GIVEN TASK =>
Format the stretch of lines below, from the line containing "Task: indicate one point on every instance of the wooden beam" through the last line, as a JSON list of strings with one string per line and blank lines omitted.

DATA FOR PROCESSING =>
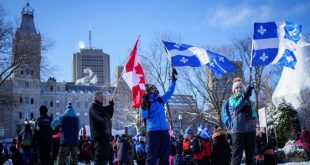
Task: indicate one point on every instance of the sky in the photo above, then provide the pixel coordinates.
(116, 24)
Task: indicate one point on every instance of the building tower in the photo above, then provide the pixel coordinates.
(91, 66)
(27, 47)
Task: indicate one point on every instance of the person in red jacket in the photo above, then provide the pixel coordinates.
(204, 156)
(305, 139)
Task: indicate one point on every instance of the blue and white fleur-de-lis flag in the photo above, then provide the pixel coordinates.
(187, 132)
(203, 132)
(135, 138)
(187, 55)
(275, 43)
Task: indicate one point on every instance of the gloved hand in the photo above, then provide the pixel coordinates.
(174, 74)
(145, 102)
(248, 92)
(111, 102)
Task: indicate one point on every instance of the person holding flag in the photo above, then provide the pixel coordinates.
(101, 127)
(153, 112)
(239, 116)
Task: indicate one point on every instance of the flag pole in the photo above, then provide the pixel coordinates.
(167, 104)
(119, 79)
(117, 84)
(251, 60)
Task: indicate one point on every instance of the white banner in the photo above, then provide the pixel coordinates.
(262, 117)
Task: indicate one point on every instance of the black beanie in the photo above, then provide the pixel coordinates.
(43, 110)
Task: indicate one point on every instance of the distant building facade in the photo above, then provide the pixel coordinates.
(23, 93)
(91, 66)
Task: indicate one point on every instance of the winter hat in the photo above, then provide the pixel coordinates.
(237, 82)
(97, 94)
(69, 105)
(218, 132)
(150, 87)
(43, 109)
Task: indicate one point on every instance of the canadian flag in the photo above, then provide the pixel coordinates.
(134, 76)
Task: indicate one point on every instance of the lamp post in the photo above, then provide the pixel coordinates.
(180, 118)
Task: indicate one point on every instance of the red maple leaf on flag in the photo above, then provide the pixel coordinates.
(134, 77)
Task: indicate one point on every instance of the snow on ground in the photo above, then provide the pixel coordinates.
(289, 163)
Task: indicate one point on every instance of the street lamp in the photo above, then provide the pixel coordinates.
(180, 118)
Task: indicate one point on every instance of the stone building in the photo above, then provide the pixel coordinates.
(91, 66)
(23, 93)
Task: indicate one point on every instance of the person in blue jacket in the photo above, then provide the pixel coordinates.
(239, 118)
(69, 137)
(153, 112)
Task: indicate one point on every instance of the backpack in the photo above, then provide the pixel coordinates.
(86, 148)
(226, 118)
(186, 146)
(26, 139)
(140, 151)
(195, 145)
(173, 150)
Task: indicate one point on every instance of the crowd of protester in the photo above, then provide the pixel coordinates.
(127, 149)
(58, 141)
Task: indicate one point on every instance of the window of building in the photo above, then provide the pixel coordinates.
(27, 84)
(57, 103)
(20, 99)
(78, 104)
(45, 103)
(2, 131)
(86, 105)
(27, 100)
(20, 115)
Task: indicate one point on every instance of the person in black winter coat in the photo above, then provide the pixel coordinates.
(221, 154)
(55, 143)
(123, 149)
(101, 127)
(43, 136)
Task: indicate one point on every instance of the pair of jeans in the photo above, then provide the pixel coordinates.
(158, 147)
(66, 150)
(240, 142)
(102, 148)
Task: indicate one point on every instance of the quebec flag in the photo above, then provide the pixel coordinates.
(188, 132)
(275, 43)
(203, 132)
(187, 55)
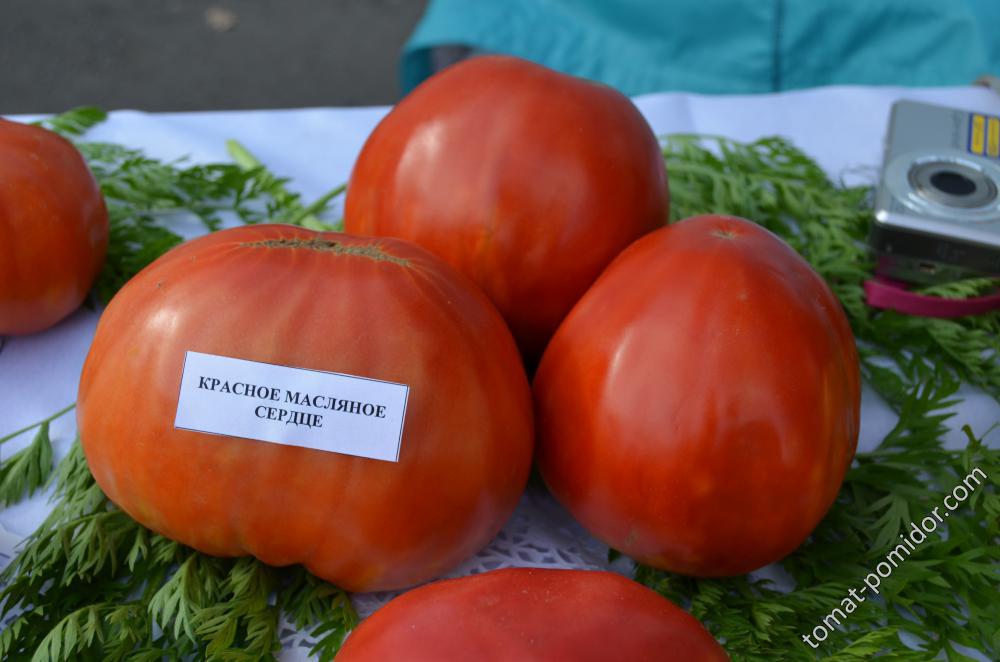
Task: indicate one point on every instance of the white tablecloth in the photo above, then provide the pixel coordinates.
(842, 127)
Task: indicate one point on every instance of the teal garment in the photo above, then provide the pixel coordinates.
(724, 46)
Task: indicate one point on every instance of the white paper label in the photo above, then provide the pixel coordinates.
(325, 411)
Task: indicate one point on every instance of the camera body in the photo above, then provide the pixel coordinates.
(937, 207)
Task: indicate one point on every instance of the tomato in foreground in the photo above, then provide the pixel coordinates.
(698, 408)
(532, 615)
(53, 228)
(377, 308)
(527, 180)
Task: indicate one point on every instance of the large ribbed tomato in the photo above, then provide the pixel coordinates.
(532, 615)
(698, 408)
(527, 180)
(376, 308)
(53, 228)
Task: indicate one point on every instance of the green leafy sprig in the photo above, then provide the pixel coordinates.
(93, 584)
(146, 197)
(945, 594)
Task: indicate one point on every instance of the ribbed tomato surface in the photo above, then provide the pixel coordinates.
(377, 308)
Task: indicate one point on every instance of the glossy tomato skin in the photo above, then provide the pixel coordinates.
(377, 308)
(527, 180)
(532, 615)
(699, 407)
(53, 228)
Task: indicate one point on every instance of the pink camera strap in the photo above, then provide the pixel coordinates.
(883, 292)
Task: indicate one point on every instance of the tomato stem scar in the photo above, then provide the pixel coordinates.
(325, 245)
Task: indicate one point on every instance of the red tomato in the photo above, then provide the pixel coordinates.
(53, 228)
(527, 180)
(528, 614)
(377, 308)
(698, 408)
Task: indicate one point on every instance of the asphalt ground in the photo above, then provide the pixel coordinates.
(162, 55)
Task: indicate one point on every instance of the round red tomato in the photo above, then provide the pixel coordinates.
(381, 309)
(527, 180)
(53, 228)
(532, 614)
(698, 408)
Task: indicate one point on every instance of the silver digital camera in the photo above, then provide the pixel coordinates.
(937, 207)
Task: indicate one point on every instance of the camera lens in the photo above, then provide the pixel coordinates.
(952, 183)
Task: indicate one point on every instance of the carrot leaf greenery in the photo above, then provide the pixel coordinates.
(92, 584)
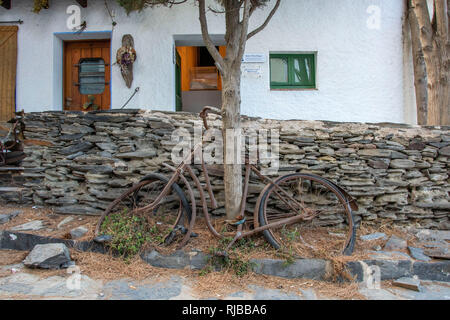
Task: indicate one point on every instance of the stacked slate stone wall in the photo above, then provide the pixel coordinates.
(79, 162)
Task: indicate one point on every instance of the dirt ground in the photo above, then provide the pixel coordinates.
(106, 267)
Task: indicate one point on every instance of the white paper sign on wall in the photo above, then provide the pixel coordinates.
(251, 71)
(74, 21)
(254, 58)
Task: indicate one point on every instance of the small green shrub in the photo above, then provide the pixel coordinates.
(129, 233)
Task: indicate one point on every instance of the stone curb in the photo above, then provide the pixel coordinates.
(316, 269)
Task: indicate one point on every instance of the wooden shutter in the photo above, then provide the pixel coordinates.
(8, 65)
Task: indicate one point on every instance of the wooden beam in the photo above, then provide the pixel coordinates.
(6, 4)
(82, 3)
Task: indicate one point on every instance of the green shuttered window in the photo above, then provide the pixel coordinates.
(292, 71)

REPLY TO THE TASK =>
[
  "Task: indicate one point on every instance of the wooden beam in the photo above, then provide the pixel coordinates.",
  "(6, 4)",
  "(82, 3)",
  "Task: indicate one point on every instance of the green shuttered window in the photo above, then provide the pixel coordinates.",
  "(292, 71)"
]